Work to do:
Leave out the pictures and transcribe everything else exactly.
* BEGIN *
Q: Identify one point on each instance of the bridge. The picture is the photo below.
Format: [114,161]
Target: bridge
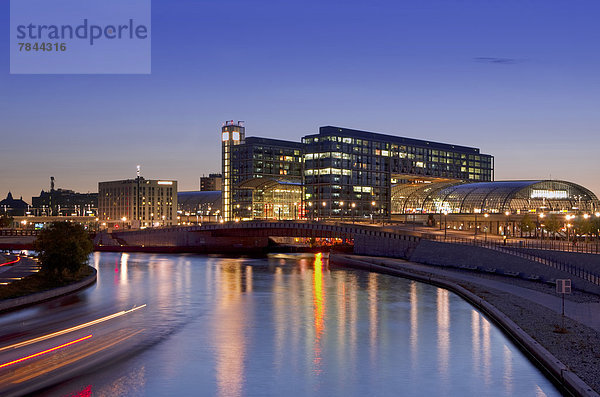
[252,235]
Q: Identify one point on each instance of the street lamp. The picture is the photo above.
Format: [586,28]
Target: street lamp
[445,224]
[373,203]
[486,215]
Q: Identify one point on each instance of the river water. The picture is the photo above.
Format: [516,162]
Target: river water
[287,325]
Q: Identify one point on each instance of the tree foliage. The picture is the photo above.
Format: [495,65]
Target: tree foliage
[63,248]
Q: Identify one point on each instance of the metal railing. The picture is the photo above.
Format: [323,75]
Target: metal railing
[18,232]
[512,249]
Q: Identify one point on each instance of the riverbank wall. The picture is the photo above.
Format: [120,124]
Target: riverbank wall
[23,301]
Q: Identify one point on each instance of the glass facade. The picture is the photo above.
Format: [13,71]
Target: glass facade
[232,135]
[349,173]
[252,158]
[493,197]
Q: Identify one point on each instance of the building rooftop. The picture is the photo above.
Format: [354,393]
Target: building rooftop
[333,130]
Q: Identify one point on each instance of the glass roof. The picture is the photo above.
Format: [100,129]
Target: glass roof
[492,197]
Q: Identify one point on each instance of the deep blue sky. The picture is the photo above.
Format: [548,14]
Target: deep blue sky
[518,79]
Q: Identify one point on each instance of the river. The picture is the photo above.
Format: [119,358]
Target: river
[286,325]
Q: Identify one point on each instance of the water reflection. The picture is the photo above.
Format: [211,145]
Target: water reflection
[443,326]
[285,326]
[414,323]
[229,330]
[372,290]
[319,310]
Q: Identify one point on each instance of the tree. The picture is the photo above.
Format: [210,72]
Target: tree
[526,225]
[63,248]
[553,225]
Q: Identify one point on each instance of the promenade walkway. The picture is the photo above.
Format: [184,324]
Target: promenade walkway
[14,267]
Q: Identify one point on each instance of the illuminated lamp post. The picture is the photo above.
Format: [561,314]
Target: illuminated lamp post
[373,203]
[445,224]
[485,227]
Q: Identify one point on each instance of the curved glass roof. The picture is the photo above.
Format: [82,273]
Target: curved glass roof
[492,197]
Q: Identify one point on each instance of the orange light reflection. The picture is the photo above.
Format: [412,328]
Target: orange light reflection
[45,351]
[319,309]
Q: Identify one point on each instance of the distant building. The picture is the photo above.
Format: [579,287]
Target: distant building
[13,207]
[351,173]
[212,182]
[198,207]
[137,203]
[262,178]
[57,202]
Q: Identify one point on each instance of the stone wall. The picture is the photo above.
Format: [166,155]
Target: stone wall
[448,254]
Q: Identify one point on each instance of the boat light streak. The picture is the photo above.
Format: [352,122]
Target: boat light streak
[45,351]
[75,328]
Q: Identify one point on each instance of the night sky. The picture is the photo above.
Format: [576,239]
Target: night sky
[518,79]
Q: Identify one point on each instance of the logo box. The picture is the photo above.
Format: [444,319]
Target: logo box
[80,37]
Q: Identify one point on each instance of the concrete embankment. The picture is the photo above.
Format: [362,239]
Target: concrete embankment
[454,255]
[22,301]
[559,371]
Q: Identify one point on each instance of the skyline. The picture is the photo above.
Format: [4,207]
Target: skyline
[516,80]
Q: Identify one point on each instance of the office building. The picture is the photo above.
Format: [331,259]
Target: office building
[350,173]
[13,207]
[262,178]
[211,183]
[137,203]
[337,173]
[64,202]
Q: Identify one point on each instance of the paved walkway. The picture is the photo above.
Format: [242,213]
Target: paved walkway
[24,267]
[587,313]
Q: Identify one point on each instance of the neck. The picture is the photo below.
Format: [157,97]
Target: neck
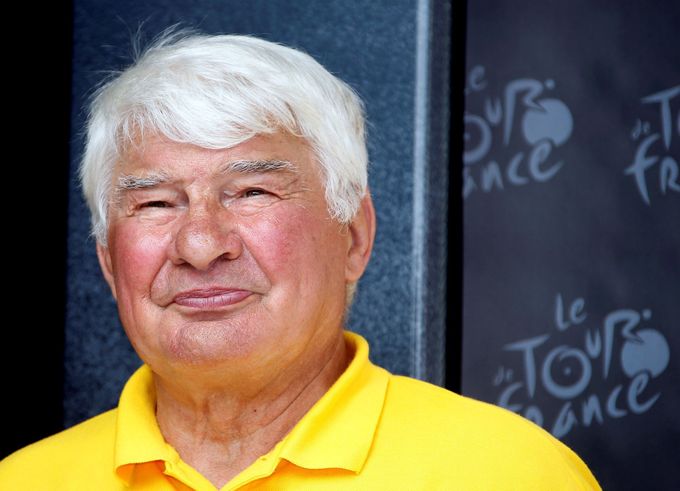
[221,430]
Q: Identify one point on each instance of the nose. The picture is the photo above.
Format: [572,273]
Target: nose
[205,236]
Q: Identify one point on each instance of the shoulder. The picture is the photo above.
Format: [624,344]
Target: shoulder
[480,440]
[88,444]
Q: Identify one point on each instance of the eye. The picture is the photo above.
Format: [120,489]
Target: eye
[155,204]
[251,193]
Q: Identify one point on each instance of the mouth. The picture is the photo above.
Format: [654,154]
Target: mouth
[211,298]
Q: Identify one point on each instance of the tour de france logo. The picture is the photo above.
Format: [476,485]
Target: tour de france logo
[591,371]
[510,136]
[655,164]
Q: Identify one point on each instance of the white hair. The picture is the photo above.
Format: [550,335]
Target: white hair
[219,91]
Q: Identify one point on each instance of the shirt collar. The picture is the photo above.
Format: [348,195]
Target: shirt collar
[337,432]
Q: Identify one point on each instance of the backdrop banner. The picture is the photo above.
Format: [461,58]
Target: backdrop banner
[572,227]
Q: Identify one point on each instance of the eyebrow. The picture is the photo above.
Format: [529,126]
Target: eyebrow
[258,166]
[128,182]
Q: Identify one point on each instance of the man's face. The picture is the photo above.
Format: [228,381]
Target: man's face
[216,256]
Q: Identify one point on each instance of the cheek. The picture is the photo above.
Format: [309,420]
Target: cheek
[137,258]
[294,243]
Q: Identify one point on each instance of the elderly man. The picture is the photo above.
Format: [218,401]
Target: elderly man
[226,177]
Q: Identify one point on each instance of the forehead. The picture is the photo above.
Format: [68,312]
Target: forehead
[157,154]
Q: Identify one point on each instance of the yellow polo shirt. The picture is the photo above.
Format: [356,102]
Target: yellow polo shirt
[370,431]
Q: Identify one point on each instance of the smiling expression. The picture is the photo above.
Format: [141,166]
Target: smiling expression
[222,255]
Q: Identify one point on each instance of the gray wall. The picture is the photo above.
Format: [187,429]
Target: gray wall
[382,49]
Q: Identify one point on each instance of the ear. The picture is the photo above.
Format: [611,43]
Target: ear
[106,265]
[362,234]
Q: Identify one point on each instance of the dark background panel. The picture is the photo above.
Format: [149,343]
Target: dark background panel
[584,237]
[35,108]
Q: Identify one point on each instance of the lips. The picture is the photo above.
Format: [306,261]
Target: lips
[210,298]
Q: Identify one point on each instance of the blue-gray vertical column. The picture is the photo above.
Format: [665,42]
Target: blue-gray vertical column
[384,49]
[572,227]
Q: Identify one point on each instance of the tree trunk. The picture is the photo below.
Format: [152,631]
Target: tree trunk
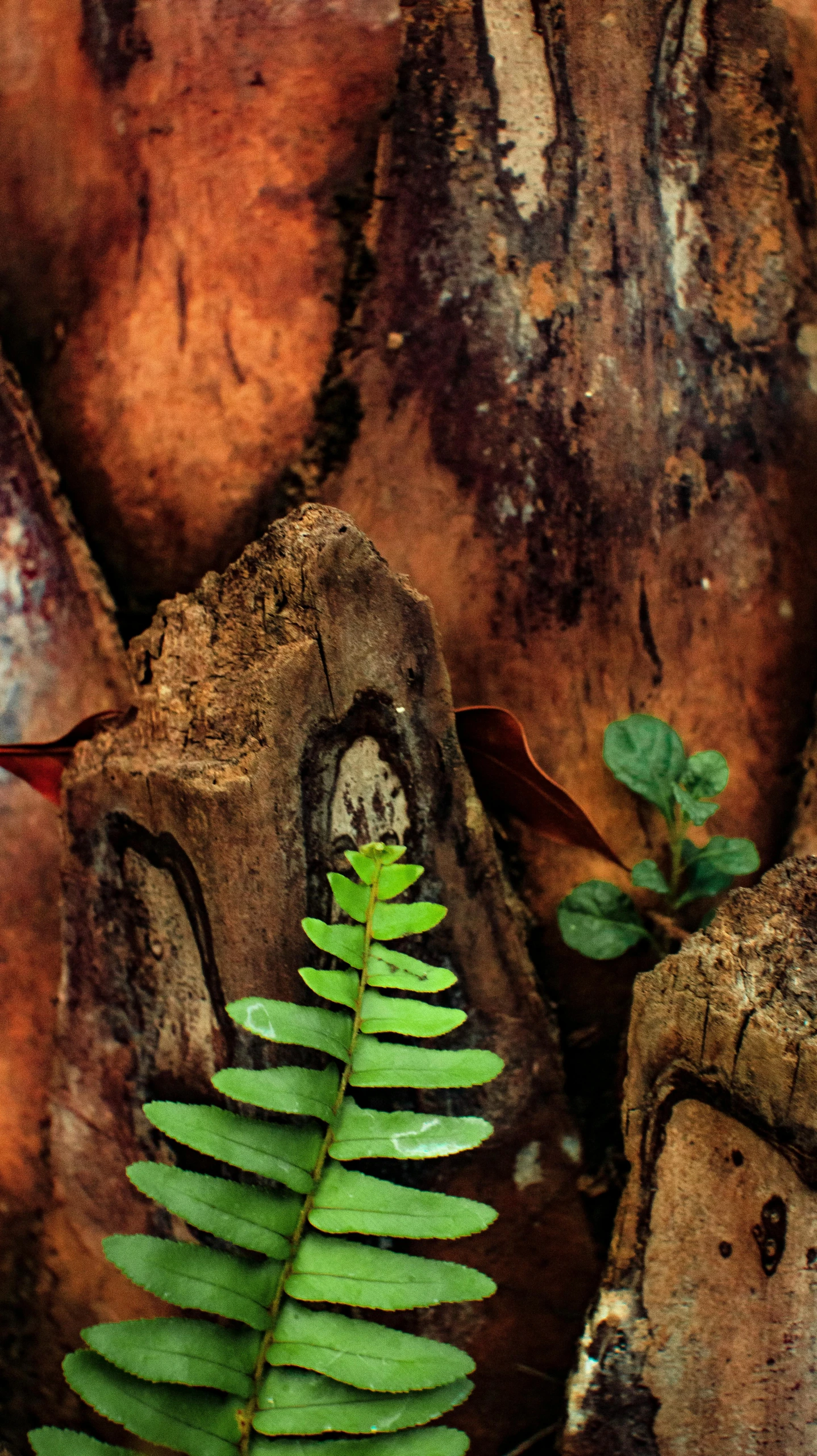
* END *
Solved exercise:
Q: Identify one point on each instance of the bridge. The picture is the photo below.
Format: [114,161]
Target: bridge
[252,235]
Q: Identify one point on each instance of the street lamp. The picture is the photo above.
Format: [586,28]
Target: street lamp
[445,224]
[373,203]
[486,215]
Q: Identify one point on each instance of the river water. The picture is the photo above.
Format: [516,162]
Target: river water
[287,325]
Q: Identify one point on each instance of the tree foliage. The picture is the photo above.
Format: [495,65]
Target: tree foliage
[63,248]
Q: Identify one point on each instance of the metal railing. The picture is the photo above.
Format: [323,75]
Target: metal railing
[18,232]
[512,249]
Q: Identify one point on each instance of the riverbank wall. The picture is the photo above.
Format: [120,124]
Target: riverbank wall
[23,301]
Q: Identify one point on each instance of the glass facade. The picture is the photo above.
Format: [13,71]
Target: glass facade
[232,135]
[349,173]
[252,158]
[493,197]
Q: Identify one point on each instance of the building rooftop. The picture is the photo above.
Format: [354,393]
Target: building rooftop
[333,130]
Q: Identify one point on each instance of the glass roof. The picture is the photo above.
Format: [100,129]
Target: glass roof
[492,197]
Q: Identify one point on each instance of the deep blue sky. The picture is the photo above.
Format: [548,14]
Target: deep blue sky
[518,79]
Q: Identify one point on each instance of the river. The picture is the photo above.
Format: [119,358]
Target: river
[286,325]
Q: Identify one point on each instance of the water reflection. The picture is the photo above.
Format: [211,145]
Target: water reflection
[443,326]
[285,326]
[414,323]
[229,330]
[372,290]
[319,310]
Q: Identify one point on each instance of the tree. The picture is the photo above.
Format: [210,72]
Target: tree
[526,225]
[63,248]
[553,225]
Q: Identify one point on each instance of the promenade walkway. The picture is the photo above.
Format: [184,324]
Target: promenade walkway
[14,267]
Q: Identify one point on each instance of the illuminated lamp post. The picture is the photo above.
Format: [561,314]
Target: illuminated lamp post
[373,203]
[445,224]
[485,227]
Q: Identify one point on each instance of the curved glass roof. The picture is the photo above.
Format: [82,273]
Target: curved glass roof
[492,197]
Q: Identify one point on each instance of the orange light reflection. The picture is the photo above.
Format: [412,328]
Target: orange light reflection
[45,351]
[319,309]
Q: Identify one point on each instance of the distant building. The picture is the photo above.
Format: [579,287]
Target: distant building
[13,207]
[351,173]
[212,182]
[198,207]
[137,203]
[262,178]
[57,202]
Q: Identify one point on each instance of the stone wall. The picture is the photo above.
Format: [166,155]
Target: stone wall
[448,254]
Q: Identify one point on each instance of the boat light streak. The picture is the photo above.
Format: [352,122]
Target: boat light streak
[45,351]
[75,328]
Q: Identify one point on each instance of the night sky. The picture is the photo above.
Format: [576,239]
Target: night sky
[518,79]
Q: Identify one point on each instance of the logo box. The picture is the photo above.
Format: [444,319]
Target: logo box
[80,37]
Q: Identify one point on each instance of the concrete embankment. The picture is the photo above.
Format: [362,239]
Target: concrete embankment
[454,255]
[22,301]
[559,371]
Q: Identify one point on each instance of the skyline. The picture is the photo above.
Format: [4,207]
Target: skyline
[516,80]
Q: Identify one point on each instance of the office building. The picture is the photo above.
Format: [331,259]
Target: office building
[350,173]
[13,207]
[262,178]
[211,183]
[137,203]
[337,173]
[64,202]
Q: Identify one point on each instance of the paved walkway. The picture is the photo above.
Format: [242,213]
Target: paved walkway
[24,267]
[587,313]
Q: Identify one point on each instance of the neck. The picture is the photo below.
Format: [157,97]
Target: neck
[221,430]
Q: Identify one point on each instance of the nose. The picture is the photo above.
Format: [572,273]
Target: nose
[205,236]
Q: Identify one point on each instance of the shoulder. The picture is the photo above.
Format: [624,344]
Target: shoulder
[480,440]
[88,444]
Q: Identify one point on each instance of the eye. The picture is the photo above.
Format: [120,489]
Target: eye
[155,204]
[251,193]
Q: Identify one point on each instance of the mouth. The picture is the photo above.
Format: [654,154]
Target: mouth
[211,298]
Q: Identify one point on each instance of the tour de france logo. The picture is the photo above.
Format: [476,485]
Target: tour de france logo
[591,371]
[510,136]
[655,164]
Q: Identify one point on each instance of the white hair. The picture is the photo above.
Format: [550,335]
Target: white hair
[219,91]
Q: Identify one point on each instance of the shirt collar. The picture is the photo above.
Format: [348,195]
Target: shirt collar
[337,432]
Q: Identify one point on each instance of the backdrop banner. The picture is the photo above.
Format: [461,58]
Target: backdrop banner
[572,227]
Q: Identify one point on each instance of the eyebrow. The picture is the photo above.
Format: [529,126]
Target: eyebrow
[258,166]
[128,182]
Q: Identify one point on each instance of the man's face. The picture is the photo above.
Format: [228,381]
Target: man's face
[216,256]
Q: Identify one point on each instance of the cheek. The picture is the photo above.
Format: [309,420]
Target: cheek
[137,258]
[294,243]
Q: Identify one point on each instance of the elderly man. The picture is the photo above.
Format: [218,401]
Target: elderly man
[226,177]
Q: Identify one point on each instance of the forehead. The picture is the photo above.
Format: [68,312]
Target: forehead
[157,154]
Q: Identify one point on each instance of the yellow polo shirt. The picture is the photo above.
Format: [356,102]
Target: yellow polo shirt
[370,431]
Q: Identify one point on each instance of the smiling expression. The picture is the photo above.
Format: [141,166]
Target: smiling expression
[222,255]
Q: Identify one point on each instance of the gray wall. The picture is the photo above.
Format: [187,429]
Target: gray wall
[382,49]
Q: Identify one point on each instance of the ear. The picture is the photo above.
Format: [611,43]
Target: ear
[106,265]
[362,234]
Q: Identify one point on each instance of the dark background panel. The picture is the photo above.
Format: [149,343]
Target: dark background panel
[584,237]
[35,108]
Q: Identify one point on each instance of the lips. The picture is the photo above.
Format: [306,261]
Target: lips
[210,298]
Q: Identify one point on each instance of the blue-gray vertical column. The picture is the photo above.
Format: [665,42]
Target: blue-gray vertical column
[384,49]
[572,227]
Q: Identify one point on each instance of the tree trunk. The picture is the photo below.
Format: [152,631]
Target: tree trunk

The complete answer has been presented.